Prompt
Swap "gas burner" for "stovetop burner" in the entries starting at the line containing "the white ceiling" and ending at the line containing "[39,311,160,347]", and write out only those lines with nothing else changed.

Data supplied
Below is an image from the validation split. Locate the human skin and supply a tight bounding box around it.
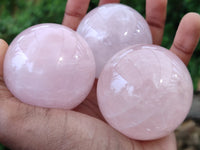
[0,0,200,150]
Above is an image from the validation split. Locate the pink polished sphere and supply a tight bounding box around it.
[4,24,95,109]
[97,45,193,140]
[77,4,152,77]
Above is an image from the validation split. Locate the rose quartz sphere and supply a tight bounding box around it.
[77,4,152,78]
[4,24,95,109]
[97,45,193,140]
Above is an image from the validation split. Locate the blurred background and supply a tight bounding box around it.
[0,0,200,150]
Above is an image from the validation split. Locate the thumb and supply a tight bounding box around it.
[0,39,8,76]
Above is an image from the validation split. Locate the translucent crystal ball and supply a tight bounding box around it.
[77,4,152,77]
[4,24,95,109]
[97,45,193,140]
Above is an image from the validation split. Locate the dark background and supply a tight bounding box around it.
[0,0,200,150]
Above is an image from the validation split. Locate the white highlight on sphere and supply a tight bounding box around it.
[77,4,152,77]
[97,45,193,140]
[4,24,95,109]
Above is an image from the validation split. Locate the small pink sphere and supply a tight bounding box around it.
[77,4,152,77]
[4,24,95,109]
[97,45,193,140]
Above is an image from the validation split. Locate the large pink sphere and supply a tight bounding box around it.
[4,24,95,109]
[77,4,152,77]
[97,45,193,140]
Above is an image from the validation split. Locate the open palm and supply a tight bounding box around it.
[0,0,200,150]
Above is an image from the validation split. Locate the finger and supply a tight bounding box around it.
[146,0,167,45]
[0,39,8,77]
[62,0,90,30]
[142,134,177,150]
[170,13,200,65]
[99,0,120,5]
[0,82,175,150]
[0,95,134,150]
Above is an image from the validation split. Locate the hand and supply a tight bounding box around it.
[0,0,200,150]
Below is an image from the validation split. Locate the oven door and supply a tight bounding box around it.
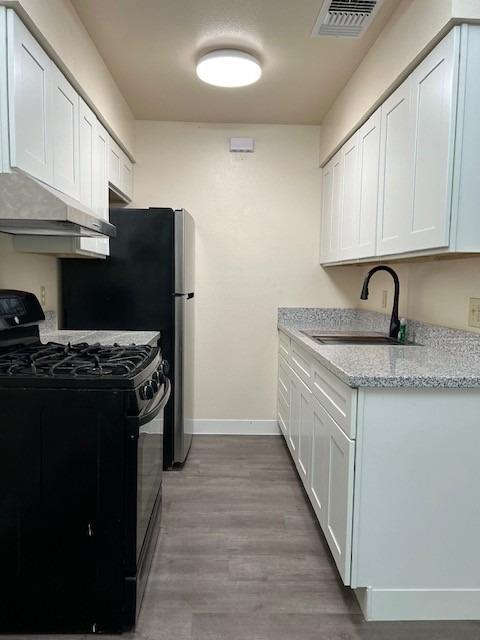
[123,379,171,629]
[136,379,170,566]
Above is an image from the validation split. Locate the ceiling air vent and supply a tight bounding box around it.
[312,0,383,38]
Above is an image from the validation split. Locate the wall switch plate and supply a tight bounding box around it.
[468,298,480,329]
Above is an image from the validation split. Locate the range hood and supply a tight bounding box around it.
[0,172,116,238]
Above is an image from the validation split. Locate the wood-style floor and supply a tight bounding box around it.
[134,436,480,640]
[7,436,480,640]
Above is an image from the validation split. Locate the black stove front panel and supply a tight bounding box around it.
[0,388,128,633]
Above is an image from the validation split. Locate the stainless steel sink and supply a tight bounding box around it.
[302,329,418,347]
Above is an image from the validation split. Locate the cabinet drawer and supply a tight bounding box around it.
[290,342,313,386]
[311,362,357,438]
[277,395,290,440]
[278,331,290,362]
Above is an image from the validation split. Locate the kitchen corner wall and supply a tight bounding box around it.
[0,0,135,310]
[320,0,480,338]
[0,233,58,311]
[132,122,356,420]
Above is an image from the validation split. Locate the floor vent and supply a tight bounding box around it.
[312,0,383,38]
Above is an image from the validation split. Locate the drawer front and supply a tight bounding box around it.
[278,331,291,362]
[290,342,313,386]
[311,363,357,438]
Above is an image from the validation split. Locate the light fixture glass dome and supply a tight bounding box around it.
[197,49,262,87]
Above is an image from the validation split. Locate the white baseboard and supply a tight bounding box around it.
[355,587,480,620]
[193,420,280,436]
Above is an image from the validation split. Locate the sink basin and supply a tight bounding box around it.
[302,329,418,347]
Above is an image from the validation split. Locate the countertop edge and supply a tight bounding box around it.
[277,321,480,389]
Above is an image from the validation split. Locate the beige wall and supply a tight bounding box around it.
[320,0,480,163]
[8,0,135,154]
[133,122,356,420]
[0,0,135,310]
[0,233,58,311]
[320,0,480,329]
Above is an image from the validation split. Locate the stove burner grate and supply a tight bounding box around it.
[0,342,153,378]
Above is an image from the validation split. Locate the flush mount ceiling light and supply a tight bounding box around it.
[197,49,262,87]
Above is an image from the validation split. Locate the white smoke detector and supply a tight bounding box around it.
[312,0,383,38]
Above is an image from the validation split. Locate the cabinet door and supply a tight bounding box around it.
[288,369,313,491]
[321,149,343,263]
[356,109,380,258]
[377,79,414,255]
[407,29,460,251]
[320,160,333,263]
[79,99,97,211]
[329,149,343,262]
[277,356,290,438]
[287,369,303,464]
[80,121,110,256]
[297,382,313,484]
[94,122,110,256]
[309,398,355,584]
[338,133,360,260]
[52,65,80,200]
[7,10,53,185]
[120,151,133,200]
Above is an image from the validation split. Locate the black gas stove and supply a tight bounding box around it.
[0,290,170,633]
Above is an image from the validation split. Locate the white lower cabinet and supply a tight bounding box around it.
[308,398,355,585]
[277,332,355,584]
[320,24,480,264]
[277,332,480,620]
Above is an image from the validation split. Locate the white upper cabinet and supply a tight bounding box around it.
[377,80,414,255]
[321,25,472,263]
[337,133,360,260]
[377,29,460,255]
[320,151,343,262]
[355,109,380,258]
[406,29,460,251]
[94,122,110,256]
[52,65,80,200]
[7,10,54,185]
[320,160,333,262]
[79,98,97,210]
[108,136,133,202]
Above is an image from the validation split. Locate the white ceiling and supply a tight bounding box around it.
[72,0,400,124]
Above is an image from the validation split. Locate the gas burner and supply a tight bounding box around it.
[0,342,155,378]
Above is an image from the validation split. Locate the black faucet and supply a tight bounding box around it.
[360,264,400,338]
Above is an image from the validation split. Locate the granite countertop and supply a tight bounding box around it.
[39,311,160,346]
[278,308,480,388]
[40,329,160,346]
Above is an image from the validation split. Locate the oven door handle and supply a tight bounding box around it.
[137,378,172,427]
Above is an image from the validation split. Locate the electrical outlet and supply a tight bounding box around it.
[468,298,480,329]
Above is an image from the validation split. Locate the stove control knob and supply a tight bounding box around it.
[140,382,154,400]
[160,360,170,376]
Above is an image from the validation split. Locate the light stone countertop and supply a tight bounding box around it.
[40,329,160,347]
[278,308,480,388]
[39,311,160,347]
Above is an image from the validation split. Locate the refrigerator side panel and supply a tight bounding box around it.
[175,209,195,293]
[174,295,195,463]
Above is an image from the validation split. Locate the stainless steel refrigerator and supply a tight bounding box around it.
[61,208,195,469]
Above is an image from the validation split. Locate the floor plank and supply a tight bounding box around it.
[13,436,480,640]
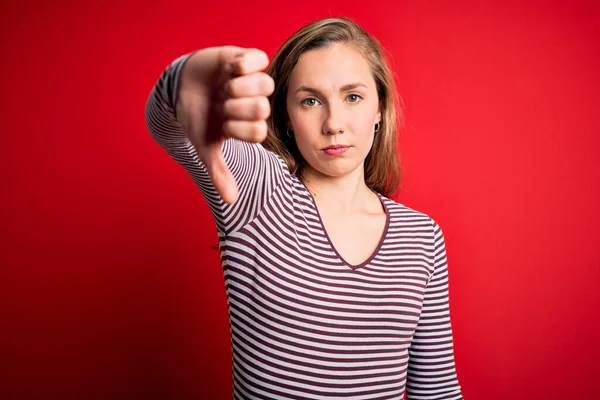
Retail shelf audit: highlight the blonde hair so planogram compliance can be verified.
[263,17,402,196]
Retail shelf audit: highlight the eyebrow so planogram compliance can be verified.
[294,82,367,94]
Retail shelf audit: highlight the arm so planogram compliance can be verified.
[406,221,463,400]
[146,53,285,233]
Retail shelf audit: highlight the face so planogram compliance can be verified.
[286,44,381,177]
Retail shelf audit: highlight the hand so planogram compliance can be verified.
[176,46,275,204]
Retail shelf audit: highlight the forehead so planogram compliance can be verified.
[289,43,375,90]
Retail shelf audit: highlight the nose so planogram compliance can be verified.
[323,104,344,135]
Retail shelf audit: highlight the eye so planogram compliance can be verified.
[348,93,362,103]
[302,97,319,107]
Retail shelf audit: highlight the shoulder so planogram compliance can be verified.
[379,194,441,237]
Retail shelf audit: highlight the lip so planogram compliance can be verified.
[322,144,350,156]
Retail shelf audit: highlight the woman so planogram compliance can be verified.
[146,18,462,399]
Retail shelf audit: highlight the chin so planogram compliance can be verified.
[311,160,360,178]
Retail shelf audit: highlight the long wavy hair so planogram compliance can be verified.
[263,17,403,197]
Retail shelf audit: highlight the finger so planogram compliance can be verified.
[223,96,271,121]
[223,72,275,98]
[204,143,239,204]
[225,49,269,75]
[223,119,268,143]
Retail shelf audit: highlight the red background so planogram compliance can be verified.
[0,0,600,400]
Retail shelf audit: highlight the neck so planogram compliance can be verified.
[301,166,373,214]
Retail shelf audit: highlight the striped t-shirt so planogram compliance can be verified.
[146,54,462,400]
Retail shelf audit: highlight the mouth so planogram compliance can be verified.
[322,144,350,156]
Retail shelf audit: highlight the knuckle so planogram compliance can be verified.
[255,97,271,119]
[253,121,267,140]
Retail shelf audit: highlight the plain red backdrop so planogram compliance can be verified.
[0,0,600,400]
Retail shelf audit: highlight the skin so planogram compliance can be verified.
[176,44,385,265]
[286,44,385,265]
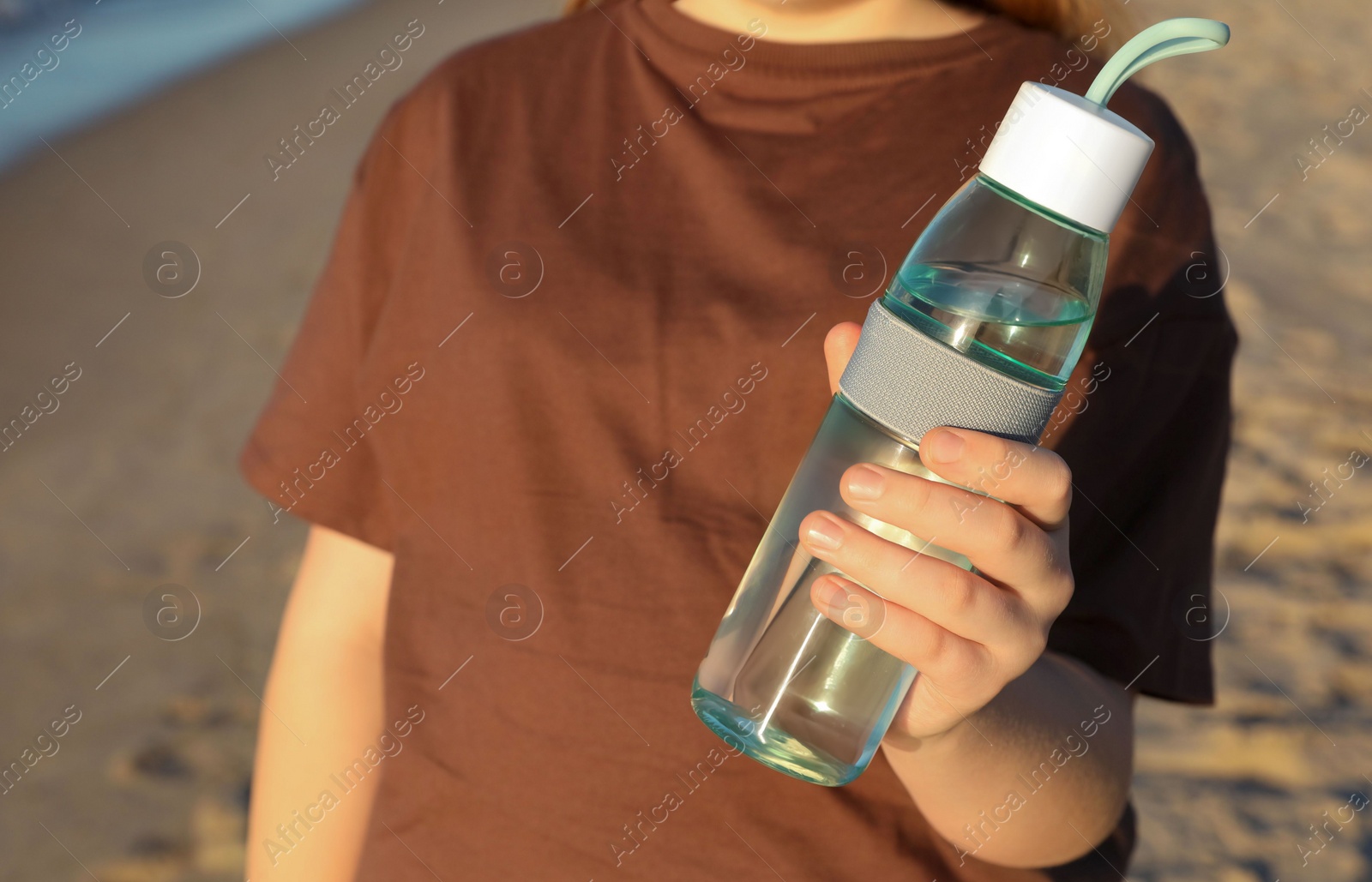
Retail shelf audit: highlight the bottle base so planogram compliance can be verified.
[690,679,871,788]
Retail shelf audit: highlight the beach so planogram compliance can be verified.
[0,0,1372,882]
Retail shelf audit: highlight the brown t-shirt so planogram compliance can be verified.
[243,0,1235,882]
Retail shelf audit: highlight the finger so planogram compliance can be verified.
[839,462,1066,601]
[919,427,1072,530]
[809,575,992,679]
[825,321,862,393]
[800,512,1024,642]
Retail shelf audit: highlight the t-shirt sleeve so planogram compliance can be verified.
[1044,87,1237,704]
[238,96,432,550]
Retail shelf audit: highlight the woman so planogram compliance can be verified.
[243,0,1235,882]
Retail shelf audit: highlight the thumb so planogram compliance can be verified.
[825,321,862,393]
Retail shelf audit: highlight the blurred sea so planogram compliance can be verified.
[0,0,362,173]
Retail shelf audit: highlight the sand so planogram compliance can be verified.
[0,0,1372,882]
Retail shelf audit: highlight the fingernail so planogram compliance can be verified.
[805,514,844,551]
[848,465,887,500]
[919,430,967,462]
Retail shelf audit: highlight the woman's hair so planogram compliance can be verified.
[564,0,1129,53]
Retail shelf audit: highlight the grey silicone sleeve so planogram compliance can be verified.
[839,300,1062,445]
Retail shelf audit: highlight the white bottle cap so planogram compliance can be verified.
[981,82,1152,233]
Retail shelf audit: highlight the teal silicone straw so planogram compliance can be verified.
[1086,18,1230,107]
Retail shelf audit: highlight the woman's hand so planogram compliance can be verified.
[800,322,1073,740]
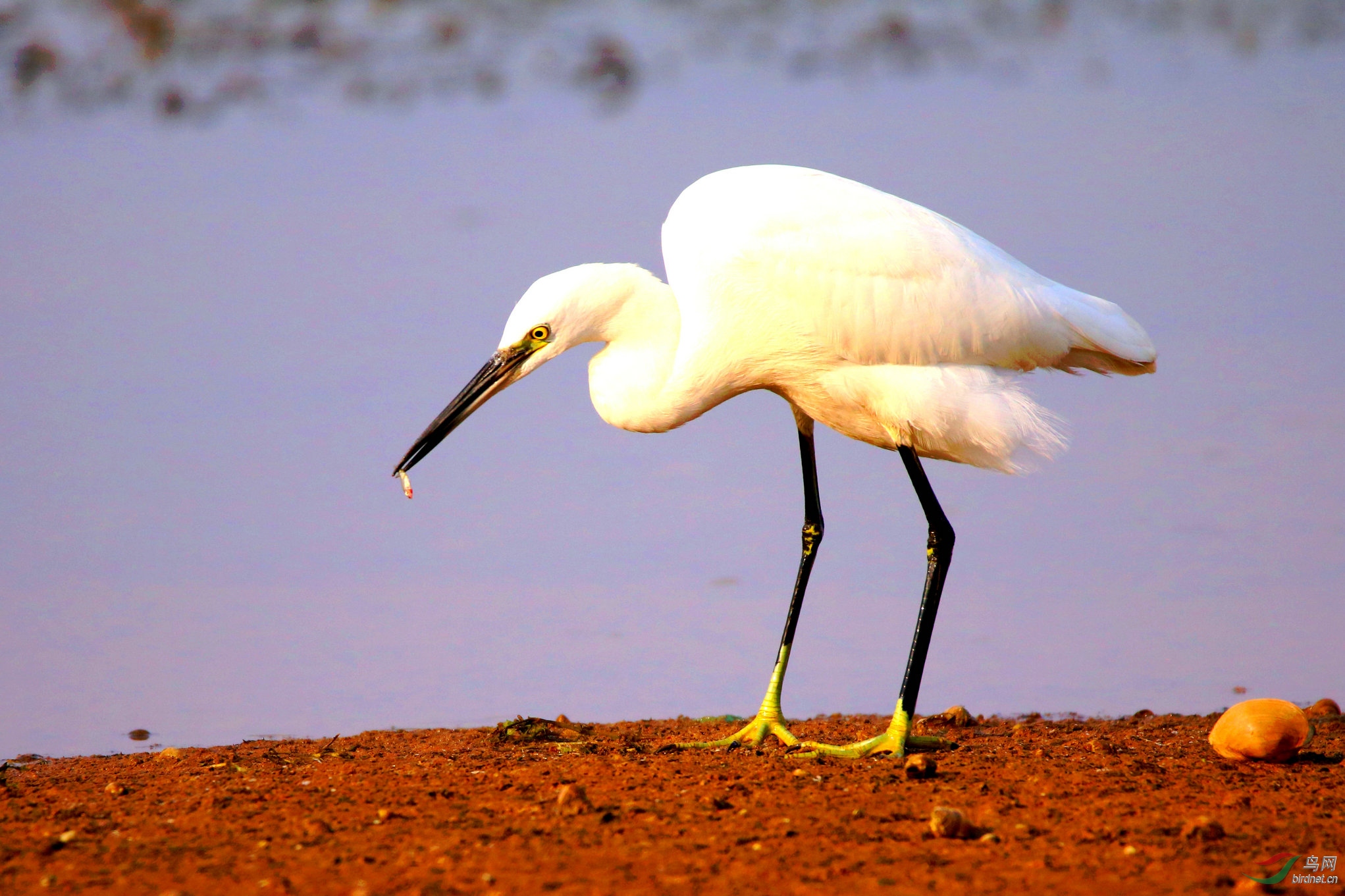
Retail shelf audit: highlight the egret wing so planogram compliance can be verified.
[663,165,1154,373]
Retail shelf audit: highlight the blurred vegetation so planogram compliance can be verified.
[0,0,1345,121]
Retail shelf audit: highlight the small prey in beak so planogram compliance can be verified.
[393,324,552,498]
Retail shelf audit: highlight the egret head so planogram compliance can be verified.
[393,264,656,476]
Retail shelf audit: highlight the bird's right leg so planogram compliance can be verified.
[678,410,822,749]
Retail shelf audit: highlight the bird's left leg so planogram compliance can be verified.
[678,409,823,748]
[795,445,953,759]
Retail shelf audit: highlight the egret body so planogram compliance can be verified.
[394,165,1155,756]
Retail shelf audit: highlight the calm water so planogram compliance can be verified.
[0,1,1345,756]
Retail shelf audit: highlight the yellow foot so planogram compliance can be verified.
[789,710,949,759]
[673,710,799,749]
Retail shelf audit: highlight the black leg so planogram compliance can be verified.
[668,409,822,749]
[776,427,823,659]
[893,445,953,717]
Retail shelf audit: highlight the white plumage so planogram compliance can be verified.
[500,165,1155,471]
[394,165,1154,758]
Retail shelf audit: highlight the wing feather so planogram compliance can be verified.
[663,165,1154,373]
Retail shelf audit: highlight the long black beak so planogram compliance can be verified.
[393,346,535,476]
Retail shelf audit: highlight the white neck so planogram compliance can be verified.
[589,265,683,432]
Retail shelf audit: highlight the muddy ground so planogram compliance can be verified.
[0,714,1345,896]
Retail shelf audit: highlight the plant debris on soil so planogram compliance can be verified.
[0,712,1345,896]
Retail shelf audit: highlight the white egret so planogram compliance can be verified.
[394,165,1155,758]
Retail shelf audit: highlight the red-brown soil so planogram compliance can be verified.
[0,716,1345,896]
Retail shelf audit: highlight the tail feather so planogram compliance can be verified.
[1052,284,1158,377]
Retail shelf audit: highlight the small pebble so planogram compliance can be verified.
[903,753,939,780]
[1181,815,1224,842]
[930,806,986,839]
[1304,697,1341,718]
[556,784,592,815]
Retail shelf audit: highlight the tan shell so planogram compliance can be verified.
[1209,698,1313,763]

The reply
Above is an image from the validation split. Locate the white ceiling and supply a tight bounding box around it.
[72,0,400,124]
Above is an image from the validation split. Locate the stovetop burner and supply a tight bounding box around it.
[0,342,155,378]
Above is an image from the validation split. Locate the black faucet and supply a tight bounding box around it.
[360,264,400,338]
Above is an image from the validation split. Locate the granite countertop and supply a tight bounding box around it.
[39,311,160,346]
[278,308,480,388]
[40,329,160,346]
Above is an image from the validation split. Locate the oven door handle and supply a tight bounding box around it.
[137,378,172,427]
Above is an image from the validation split. Locate the electrical outlet and supply a tight bounding box around it.
[468,298,480,329]
Above is an image from the validation split. Locate the stove control knob and supply a tight bounding box around it.
[140,382,154,400]
[160,360,170,376]
Above is an image from the validation split. Locate the light stone countertop and supply a tight bounding box around it.
[40,329,160,347]
[278,308,480,388]
[39,311,160,347]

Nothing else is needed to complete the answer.